Neighbourhood Collective Efficacy

Collective efficacy was measured at wave 1 (age 10 years) in the primary school sample and wave 2 (age 15 years) in the secondary school sample. Children were asked whether neighbours: (1) have close relationships with each other, (2) trust each other, (3) scold them if they smoke or drink in the neighbourhood, and (4) intervene or report to the police if they are assaulted in the neighbourhood, and whether they (5) let neighbours know if friends smoke or drink in the neighbourhood and (6) intervene or report to the police if friends are assaulted in the neighbourhood. The six items were rated on a 5-point scale, from 0 ‘very untrueto 4 ‘very true’. Internal reliabilities were acceptable with ω = 0.67 and ω = 0.80 for the primary and secondary school samples, respectively.

» **EXERCISE OBJECTIVE**
From the passage on neighborhood collective efficacy, copy out word for word the part that begins with "Collective efficacy was" and ends with "school samples, respectively.".

» **DATA LINES**

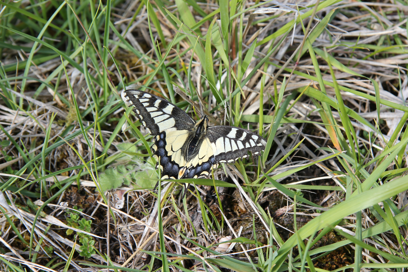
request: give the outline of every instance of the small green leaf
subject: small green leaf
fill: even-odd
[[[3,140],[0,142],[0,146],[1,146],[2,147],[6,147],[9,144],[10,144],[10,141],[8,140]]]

» **TASK RESPONSE**
Collective efficacy was measured at wave 1 (age 10 years) in the primary school sample and wave 2 (age 15 years) in the secondary school sample. Children were asked whether neighbours: (1) have close relationships with each other, (2) trust each other, (3) scold them if they smoke or drink in the neighbourhood, and (4) intervene or report to the police if they are assaulted in the neighbourhood, and whether they (5) let neighbours know if friends smoke or drink in the neighbourhood and (6) intervene or report to the police if friends are assaulted in the neighbourhood. The six items were rated on a 5-point scale, from 0 ‘very untrueto 4 ‘very true’. Internal reliabilities were acceptable with ω = 0.67 and ω = 0.80 for the primary and secondary school samples, respectively.